Me: Now you know how it feels. I'm going to bed.





This is what happens when you're still up at 5am.

7/19/10

Electric Bills and Exercise

I'm so tired I need to prop up my eyelids with toothpicks. Or Q tips, but I don't think my eyelids will stretch that far. I would ingest some caffeine, but that doesn't really work for me. What I will probably do is go play video games all night until it's a proper time to go to sleep.

 Like, midnight. Or 2am. If I make it that far.

I had to pay my electric bill this morning, so I wouldn't get shut off. Technically I had to pay it Friday, so I called the robbers company, and found out that they don't do shutoffs Friday, Saturday or Sunday. Or holidays. Or the day before or the day after a holiday. You think with all I pay them they could afford to send people out everyday. Anyway - I thought, 'hey, let's pay them online this weekend!'.


Dumb Idea. I was going to use my brothers card - because it was his money we were using (we still have none) and too late, I realized you have to attach the whole bank account to the electric account. Not happening. Then I thought we'd pay over the phone. Not open. Jeez.

So I stayed up all night and drove over there and paid it this morning at the crack of dawn. Eight o'clock in the morning to be precise. Life is just dandy.

> _GOAL OF THE EXERCISE_: Transcribe the blog post from "I'm so tired" through "it that far.", inclusive. The data has no connection to the blog post.

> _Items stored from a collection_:
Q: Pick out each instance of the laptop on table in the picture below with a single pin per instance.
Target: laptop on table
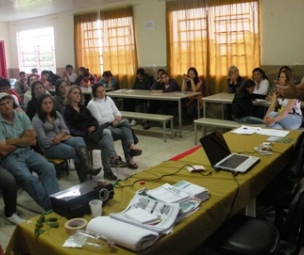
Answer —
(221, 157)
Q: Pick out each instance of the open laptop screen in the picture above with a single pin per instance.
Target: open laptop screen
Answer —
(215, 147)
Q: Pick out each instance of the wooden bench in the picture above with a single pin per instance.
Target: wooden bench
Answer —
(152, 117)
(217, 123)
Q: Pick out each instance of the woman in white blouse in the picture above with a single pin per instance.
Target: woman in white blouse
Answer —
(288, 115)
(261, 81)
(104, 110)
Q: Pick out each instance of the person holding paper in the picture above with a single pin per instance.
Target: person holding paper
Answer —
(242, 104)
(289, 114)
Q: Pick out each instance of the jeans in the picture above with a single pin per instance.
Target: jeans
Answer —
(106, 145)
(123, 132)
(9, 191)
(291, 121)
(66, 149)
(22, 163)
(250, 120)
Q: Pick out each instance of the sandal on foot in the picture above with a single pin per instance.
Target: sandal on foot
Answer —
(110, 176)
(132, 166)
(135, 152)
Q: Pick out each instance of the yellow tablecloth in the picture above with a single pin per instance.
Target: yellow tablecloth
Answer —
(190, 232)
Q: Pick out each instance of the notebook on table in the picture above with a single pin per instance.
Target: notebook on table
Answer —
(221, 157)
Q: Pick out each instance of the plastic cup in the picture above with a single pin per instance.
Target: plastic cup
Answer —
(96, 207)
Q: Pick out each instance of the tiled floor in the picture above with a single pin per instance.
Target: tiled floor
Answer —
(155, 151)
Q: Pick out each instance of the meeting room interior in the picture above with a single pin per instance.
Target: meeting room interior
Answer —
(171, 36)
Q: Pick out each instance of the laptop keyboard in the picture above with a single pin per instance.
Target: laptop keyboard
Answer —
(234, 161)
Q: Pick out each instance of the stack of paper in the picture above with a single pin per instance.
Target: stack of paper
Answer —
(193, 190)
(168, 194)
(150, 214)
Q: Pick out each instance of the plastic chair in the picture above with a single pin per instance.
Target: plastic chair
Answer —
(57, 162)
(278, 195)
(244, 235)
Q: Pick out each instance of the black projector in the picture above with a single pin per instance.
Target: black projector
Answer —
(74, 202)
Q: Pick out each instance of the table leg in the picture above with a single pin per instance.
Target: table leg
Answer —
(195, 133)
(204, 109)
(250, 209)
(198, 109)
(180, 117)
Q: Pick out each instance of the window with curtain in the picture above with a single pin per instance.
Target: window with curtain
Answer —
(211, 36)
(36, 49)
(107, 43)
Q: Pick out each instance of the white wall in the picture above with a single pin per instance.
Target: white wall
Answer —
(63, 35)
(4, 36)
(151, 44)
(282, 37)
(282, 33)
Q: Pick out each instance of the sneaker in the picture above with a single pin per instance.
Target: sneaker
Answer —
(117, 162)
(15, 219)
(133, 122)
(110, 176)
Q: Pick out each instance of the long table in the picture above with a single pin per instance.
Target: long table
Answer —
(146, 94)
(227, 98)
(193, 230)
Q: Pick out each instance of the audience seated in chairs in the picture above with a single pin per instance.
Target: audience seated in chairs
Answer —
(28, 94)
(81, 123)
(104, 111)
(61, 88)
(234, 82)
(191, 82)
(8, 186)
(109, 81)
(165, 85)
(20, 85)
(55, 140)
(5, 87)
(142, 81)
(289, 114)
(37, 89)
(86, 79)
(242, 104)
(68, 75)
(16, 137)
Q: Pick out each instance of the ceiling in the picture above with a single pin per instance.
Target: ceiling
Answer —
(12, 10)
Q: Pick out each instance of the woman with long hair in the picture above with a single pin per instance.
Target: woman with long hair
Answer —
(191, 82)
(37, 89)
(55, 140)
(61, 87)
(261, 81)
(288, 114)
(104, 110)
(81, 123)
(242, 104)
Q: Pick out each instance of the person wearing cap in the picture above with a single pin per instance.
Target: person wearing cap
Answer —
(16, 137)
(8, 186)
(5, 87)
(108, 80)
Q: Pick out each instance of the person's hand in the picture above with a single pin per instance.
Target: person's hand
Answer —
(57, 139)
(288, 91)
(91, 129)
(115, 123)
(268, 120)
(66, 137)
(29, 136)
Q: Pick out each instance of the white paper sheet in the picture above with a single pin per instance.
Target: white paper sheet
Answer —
* * *
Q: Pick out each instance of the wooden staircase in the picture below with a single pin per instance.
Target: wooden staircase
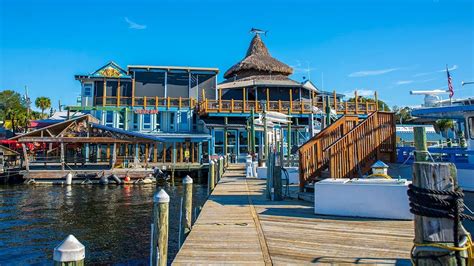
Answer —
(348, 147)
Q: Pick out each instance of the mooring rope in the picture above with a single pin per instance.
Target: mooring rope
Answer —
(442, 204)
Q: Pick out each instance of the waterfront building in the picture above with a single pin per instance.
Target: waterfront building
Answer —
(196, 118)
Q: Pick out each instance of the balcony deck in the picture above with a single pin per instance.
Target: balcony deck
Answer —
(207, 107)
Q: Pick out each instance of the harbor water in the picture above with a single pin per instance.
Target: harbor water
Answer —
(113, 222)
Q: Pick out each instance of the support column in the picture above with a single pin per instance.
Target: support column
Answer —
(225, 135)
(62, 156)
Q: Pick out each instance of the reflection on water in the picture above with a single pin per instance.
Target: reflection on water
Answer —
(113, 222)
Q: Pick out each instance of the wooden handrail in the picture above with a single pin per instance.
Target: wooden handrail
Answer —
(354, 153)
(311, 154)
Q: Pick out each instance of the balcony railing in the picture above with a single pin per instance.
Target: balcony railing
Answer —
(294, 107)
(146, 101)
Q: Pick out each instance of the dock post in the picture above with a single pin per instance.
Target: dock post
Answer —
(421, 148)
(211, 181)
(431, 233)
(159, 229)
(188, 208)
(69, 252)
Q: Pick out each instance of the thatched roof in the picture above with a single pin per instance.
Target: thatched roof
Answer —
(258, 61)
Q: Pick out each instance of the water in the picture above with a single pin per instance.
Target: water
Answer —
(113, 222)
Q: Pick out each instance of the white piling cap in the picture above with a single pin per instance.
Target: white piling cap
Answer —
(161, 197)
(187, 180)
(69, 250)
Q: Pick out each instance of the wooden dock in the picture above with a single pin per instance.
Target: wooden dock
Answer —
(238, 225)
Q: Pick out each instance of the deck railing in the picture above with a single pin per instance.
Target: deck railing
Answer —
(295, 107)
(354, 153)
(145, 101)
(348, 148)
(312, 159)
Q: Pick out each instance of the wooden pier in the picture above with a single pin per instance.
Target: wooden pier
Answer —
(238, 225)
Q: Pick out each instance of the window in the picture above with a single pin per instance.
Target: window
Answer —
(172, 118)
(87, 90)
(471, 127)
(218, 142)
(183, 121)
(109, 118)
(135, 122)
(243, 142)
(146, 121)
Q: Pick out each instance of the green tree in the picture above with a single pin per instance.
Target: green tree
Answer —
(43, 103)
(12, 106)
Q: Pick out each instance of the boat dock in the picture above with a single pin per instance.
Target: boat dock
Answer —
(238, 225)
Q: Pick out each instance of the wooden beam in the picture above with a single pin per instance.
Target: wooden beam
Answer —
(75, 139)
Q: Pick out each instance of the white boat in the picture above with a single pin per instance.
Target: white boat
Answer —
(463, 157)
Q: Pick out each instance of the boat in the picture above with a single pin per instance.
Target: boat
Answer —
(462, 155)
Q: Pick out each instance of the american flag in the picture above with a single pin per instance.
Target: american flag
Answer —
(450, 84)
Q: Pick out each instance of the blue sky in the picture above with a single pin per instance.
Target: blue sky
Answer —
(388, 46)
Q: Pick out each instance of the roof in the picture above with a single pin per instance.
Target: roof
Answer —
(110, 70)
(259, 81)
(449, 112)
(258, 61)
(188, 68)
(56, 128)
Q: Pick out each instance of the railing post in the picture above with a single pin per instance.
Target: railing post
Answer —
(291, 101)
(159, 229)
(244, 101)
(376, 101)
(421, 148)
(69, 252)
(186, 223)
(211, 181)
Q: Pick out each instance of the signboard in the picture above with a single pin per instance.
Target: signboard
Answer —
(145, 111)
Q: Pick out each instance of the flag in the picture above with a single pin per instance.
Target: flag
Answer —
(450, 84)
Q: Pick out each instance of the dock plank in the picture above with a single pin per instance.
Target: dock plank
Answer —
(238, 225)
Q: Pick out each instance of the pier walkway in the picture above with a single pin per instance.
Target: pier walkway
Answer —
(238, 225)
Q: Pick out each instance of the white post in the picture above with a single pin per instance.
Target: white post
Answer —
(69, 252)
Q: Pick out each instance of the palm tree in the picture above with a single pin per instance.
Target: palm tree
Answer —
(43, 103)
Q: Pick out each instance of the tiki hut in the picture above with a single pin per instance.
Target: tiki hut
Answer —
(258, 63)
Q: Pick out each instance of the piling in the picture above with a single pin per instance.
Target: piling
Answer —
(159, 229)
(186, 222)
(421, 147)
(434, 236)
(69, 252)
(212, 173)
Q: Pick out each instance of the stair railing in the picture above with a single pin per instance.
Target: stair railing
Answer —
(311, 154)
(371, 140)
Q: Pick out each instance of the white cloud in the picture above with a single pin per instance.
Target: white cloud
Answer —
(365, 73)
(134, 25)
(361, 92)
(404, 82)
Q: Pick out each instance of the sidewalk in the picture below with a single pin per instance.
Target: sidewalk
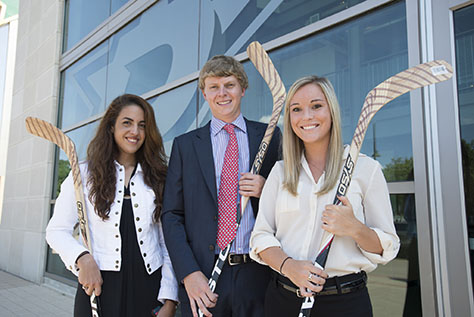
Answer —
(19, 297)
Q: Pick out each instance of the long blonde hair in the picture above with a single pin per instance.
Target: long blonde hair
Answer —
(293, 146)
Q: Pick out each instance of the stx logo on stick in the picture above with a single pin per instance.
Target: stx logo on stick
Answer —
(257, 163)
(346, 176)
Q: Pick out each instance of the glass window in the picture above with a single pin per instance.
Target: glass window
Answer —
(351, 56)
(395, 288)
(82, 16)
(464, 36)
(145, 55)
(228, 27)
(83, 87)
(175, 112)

> _SOLVED PROBLEM_:
I'm so tired I need to prop up my eyelids with toothpicks. Or Q tips, but I don't think my eyelids will stretch that far. I would ingest some caffeine, but that doesn't really work for me. What I will probably do is go play video games all night until it's a proper time to go to sleep.

 Like, midnight. Or 2am. If I make it that far.